◆ **Exercise task**
Give back all the data exactly, line by line.

------------------------------------

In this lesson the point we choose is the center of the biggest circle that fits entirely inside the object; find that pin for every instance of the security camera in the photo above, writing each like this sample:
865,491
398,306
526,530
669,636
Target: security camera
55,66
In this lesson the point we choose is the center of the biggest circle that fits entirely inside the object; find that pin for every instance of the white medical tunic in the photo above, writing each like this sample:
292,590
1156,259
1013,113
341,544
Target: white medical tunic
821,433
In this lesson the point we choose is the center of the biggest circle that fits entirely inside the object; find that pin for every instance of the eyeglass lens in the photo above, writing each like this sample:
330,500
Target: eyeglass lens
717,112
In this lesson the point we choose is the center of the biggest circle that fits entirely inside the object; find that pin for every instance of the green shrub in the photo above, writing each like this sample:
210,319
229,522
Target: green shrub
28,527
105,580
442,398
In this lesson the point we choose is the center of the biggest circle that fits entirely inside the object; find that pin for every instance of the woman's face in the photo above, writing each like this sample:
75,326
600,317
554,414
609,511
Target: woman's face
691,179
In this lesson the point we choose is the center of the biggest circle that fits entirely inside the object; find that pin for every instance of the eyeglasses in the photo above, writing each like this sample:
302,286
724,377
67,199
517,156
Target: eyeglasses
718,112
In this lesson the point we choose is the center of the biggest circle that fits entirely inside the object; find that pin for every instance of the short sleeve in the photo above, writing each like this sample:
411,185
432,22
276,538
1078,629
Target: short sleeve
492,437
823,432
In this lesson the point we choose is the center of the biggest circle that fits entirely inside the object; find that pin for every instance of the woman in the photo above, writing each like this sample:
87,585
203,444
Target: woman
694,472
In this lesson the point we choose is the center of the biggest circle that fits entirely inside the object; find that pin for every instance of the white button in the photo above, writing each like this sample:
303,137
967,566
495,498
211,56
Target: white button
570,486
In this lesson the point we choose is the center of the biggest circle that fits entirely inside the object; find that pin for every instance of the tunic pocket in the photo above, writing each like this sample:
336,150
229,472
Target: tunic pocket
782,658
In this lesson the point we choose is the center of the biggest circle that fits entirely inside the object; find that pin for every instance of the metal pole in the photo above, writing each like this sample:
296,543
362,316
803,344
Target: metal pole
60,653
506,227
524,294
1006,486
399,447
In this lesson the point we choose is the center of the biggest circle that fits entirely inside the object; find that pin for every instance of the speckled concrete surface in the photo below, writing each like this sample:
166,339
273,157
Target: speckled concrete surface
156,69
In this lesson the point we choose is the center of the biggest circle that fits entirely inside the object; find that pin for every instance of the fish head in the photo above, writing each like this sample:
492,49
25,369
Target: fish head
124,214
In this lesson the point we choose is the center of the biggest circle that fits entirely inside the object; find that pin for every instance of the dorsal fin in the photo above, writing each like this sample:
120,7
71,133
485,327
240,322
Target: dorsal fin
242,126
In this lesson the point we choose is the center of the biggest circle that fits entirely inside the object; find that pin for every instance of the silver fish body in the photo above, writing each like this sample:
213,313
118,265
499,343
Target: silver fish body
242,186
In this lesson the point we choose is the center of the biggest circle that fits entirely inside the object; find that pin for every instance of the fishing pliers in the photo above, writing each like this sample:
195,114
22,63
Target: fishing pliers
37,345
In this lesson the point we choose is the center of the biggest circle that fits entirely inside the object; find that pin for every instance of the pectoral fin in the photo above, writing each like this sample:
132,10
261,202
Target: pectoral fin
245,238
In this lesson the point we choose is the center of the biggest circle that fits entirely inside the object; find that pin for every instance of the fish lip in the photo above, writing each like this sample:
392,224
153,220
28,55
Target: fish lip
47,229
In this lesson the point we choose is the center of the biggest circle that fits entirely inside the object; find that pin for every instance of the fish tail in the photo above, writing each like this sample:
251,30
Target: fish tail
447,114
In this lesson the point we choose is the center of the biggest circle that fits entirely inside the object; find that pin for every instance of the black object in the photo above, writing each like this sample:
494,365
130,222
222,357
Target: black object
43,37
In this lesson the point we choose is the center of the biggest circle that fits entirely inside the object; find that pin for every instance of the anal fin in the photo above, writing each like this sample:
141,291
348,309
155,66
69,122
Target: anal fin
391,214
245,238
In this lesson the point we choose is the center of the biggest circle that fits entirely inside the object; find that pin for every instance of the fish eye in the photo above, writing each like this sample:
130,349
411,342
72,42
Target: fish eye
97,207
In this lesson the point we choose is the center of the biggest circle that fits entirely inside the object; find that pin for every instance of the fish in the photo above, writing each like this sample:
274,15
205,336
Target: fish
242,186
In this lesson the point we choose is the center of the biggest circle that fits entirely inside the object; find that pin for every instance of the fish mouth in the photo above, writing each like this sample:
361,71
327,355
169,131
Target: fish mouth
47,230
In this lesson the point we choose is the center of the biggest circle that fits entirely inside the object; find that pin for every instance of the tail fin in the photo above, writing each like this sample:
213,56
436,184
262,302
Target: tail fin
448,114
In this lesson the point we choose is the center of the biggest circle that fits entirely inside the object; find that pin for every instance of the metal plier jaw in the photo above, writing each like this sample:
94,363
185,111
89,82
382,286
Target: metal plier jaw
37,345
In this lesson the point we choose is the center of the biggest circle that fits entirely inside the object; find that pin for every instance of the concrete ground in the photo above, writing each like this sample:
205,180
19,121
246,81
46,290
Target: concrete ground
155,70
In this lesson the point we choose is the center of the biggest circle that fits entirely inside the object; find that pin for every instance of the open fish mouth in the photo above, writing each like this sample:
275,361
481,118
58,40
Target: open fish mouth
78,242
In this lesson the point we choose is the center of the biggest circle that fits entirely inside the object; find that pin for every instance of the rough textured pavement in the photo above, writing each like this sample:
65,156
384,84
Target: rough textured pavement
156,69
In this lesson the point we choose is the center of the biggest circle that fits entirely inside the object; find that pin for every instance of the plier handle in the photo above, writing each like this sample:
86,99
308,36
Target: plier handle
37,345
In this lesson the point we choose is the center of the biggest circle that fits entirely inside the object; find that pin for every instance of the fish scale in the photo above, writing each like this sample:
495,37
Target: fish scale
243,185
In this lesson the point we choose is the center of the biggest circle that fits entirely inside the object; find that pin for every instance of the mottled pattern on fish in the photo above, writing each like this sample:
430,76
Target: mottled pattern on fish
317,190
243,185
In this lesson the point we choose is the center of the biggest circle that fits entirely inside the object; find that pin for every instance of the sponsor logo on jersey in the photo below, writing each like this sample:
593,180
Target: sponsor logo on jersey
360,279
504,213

------------------------------------

◆ **Complete answer**
In this lesson the point we choose is the center of the biggest circle that fits entirely inside the object; find that pin for every instance of the security camera in the photo above, writing each like this sample:
865,491
398,306
526,530
669,636
Target: security camera
55,66
In this lesson the point we choose is the center of the biggest circle that fits entirely inside the object; find that pin for every instance of the white medical tunic in the photo above, writing each like this sample:
292,590
1156,259
1013,113
341,544
Target: white medical tunic
821,433
In this lesson the point we choose is the center of the biggest circle that fits entirely inside the object; find that pin for every instance of the eyeglass lens in the photo above, writing each like this sample:
330,500
Target: eyeglass lens
717,112
In this lesson the point we choose is the center of the biggest circle that fits entirely inside the object; find that pin for every instance of the green shrub in the photo above, writing each like this sample:
210,319
229,522
Target: green shrub
28,527
105,580
442,398
In this lesson the point we choose is the center of the biggest circle that fits entirely inside the object; find that pin for every instance of the woman's face in the photo above, writing each like this sample:
75,326
600,317
554,414
609,511
Target: woman's face
691,179
In this lesson the point we choose is the center of the biggest circle that fits entirely inside the object; find that pin for every instance of the eyeglasses in the photo above, writing each like this sample:
302,286
724,377
67,199
517,156
Target: eyeglasses
718,112
In this lesson the point we choose is the center of the biggest circle that fits entirely inside the object; find that pin for every instance of the short sleeve in the photo above, writing each like this sample:
411,185
432,22
276,538
1078,629
Target: short sleeve
492,437
823,432
In this lesson the point we choose is the center of the biggest circle that fits entirely inside the object; find that pin for every instance of the woman in the photo above, writing each like this sample:
87,585
203,444
Target: woman
694,472
In this lesson the point we choose is the center of the biggest circle that fits entirely inside the object; find that pin for every instance of the white button in the photo above, writing each like this sample:
303,137
967,566
495,498
211,56
Target: white button
570,486
In this lesson the point we choose is the center of the biggest circle that fits entirely inside the object; find that pin for every instance of the tunic pocket in the photo above, writing each like this sample:
336,150
229,472
Target: tunic pocket
782,658
In this lesson the point we choose is the center of the biggest circle that fits entirely inside the object; find that pin for every instance of the metal pole in the photo above, writing each like this sample:
296,543
362,316
803,344
Target: metal pole
60,653
506,227
524,294
1006,486
399,447
In this lesson the point we choose is the center of the biggest circle that fits entirely inside the object; find that pin for every instance of the speckled concrete surface in the photo below, writing each like this sample:
166,339
273,157
Target: speckled concrete surface
156,69
In this lesson the point we choose is the center of the biggest circle that fits entirely inside the object; find that pin for every instance of the fish head in the photo above, writing each like this sample:
492,49
25,369
Target: fish head
124,214
In this lesson the point we choose is the center of the biggest circle that fits entirely inside the object; find that pin for every instance of the dorsal fin in the photo above, writing each like this sample:
120,7
71,133
485,327
240,322
Target: dorsal fin
242,126
In this lesson the point we choose is the center of the biggest circle that fits entirely inside the object; find that pin for every instance of the silver fish body in the photo above, writing each like this sample:
213,313
118,265
499,343
Target: silver fish body
242,186
In this lesson the point we choose is the center of the biggest circle that fits entirely inside the object; find that pin for every instance of the fishing pliers in the photo above, writing each like this sample:
195,114
22,63
Target: fishing pliers
37,345
In this lesson the point we choose is the center of the biggest circle that fits entirely inside the object; find that pin for every instance of the pectoral fin in the photo above, writing each like this sample:
132,10
261,202
Target: pectoral fin
245,238
In this lesson the point we choose is the center of the biggest circle that fits entirely inside the object; find that pin for every instance of the fish lip in the photo above, writing each like this sample:
392,224
153,220
28,55
Target: fish lip
47,229
In this lesson the point we choose is the center of the biggest circle that fits entirely inside the object; find that pin for every instance of the fish tail in the photo above, writing each like this sample:
251,30
Target: fish tail
447,114
In this lesson the point we choose is the center of the biggest circle that fits entirely inside the object; find that pin for every instance of the black object in the photo above, writing each like this sample:
494,365
130,222
222,357
Target: black object
43,37
In this lesson the point we choose is the center of the biggest circle that fits entirely inside the object; find that pin for every instance of the anal fin in the photo above, writing each like this sample:
141,291
348,309
155,66
69,122
Target: anal fin
391,214
245,238
In this lesson the point we choose is the center of the biggest circle that fits entirely inside the object; find that pin for every instance of the fish eye in the photo above, writing each like this sample:
130,349
411,342
72,42
Target: fish eye
97,207
In this lesson the point we choose is the center of the biggest circle that fits entirely inside the object; find that pin for every instance of the fish in the photo above, writing each like this sample:
274,15
205,336
Target: fish
242,186
In this lesson the point we choose is the center of the biggest circle that fits entirely inside the object; find that pin for every instance of the fish mouth in the photo above, writing each like this sample:
361,71
327,355
169,131
Target: fish mouth
47,230
In this lesson the point we choose is the center of the biggest circle that fits entirely inside the object; find that pin for every instance of the tail fin in the photo above, writing each like this sample:
213,56
436,184
262,302
Target: tail fin
448,114
In this lesson the point we choose is the center of the biggest circle that fits entirely inside the object; find that pin for every instance of the metal plier jaw in the photo above, writing each like this sample:
94,363
185,111
89,82
382,286
Target: metal plier jaw
37,345
In this lesson the point we choose is the center of the biggest circle that fits entirely inside the object; find that pin for every instance of the concrete ground in the photo above, writing each like this sample:
205,180
19,121
246,81
46,290
Target: concrete ground
155,70
In this lesson the point we choose is the center of the biggest circle that fits entirely inside the object; find that pin for every instance of the open fish mouth in the photo above, writing each like this sample:
275,361
481,118
58,40
Target: open fish mouth
78,242
In this lesson the point we choose is the center of the biggest circle that fits entirely inside the object; find that pin for every instance of the rough textured pavement in the photo above, writing each like this sample:
65,156
384,84
Target: rough textured pavement
156,69
In this lesson the point we choose is the center of the biggest circle that fits entirely inside the object; find that pin for every instance of the plier handle in the photo above, writing each like this sample:
86,99
308,36
Target: plier handle
37,345
In this lesson the point we choose is the center of the biggest circle that fits entirely inside the object; find that pin for every instance of the fish scale in the photo above, writing each like this sample:
495,37
Target: fish scale
243,185
In this lesson the point we choose is the center of the biggest circle that fits entirely inside the object; find that pin for every instance of the mottled pattern on fish in the photo above, writing each like this sample:
430,76
Target: mottled pattern on fish
317,190
243,185
In this lesson the point we choose is the center of the biggest circle that fits entirely inside the object; find that pin for every instance of the sponsor logo on jersey in the photo below, writing each like this sample:
593,180
Target: sponsor logo on jersey
360,279
504,213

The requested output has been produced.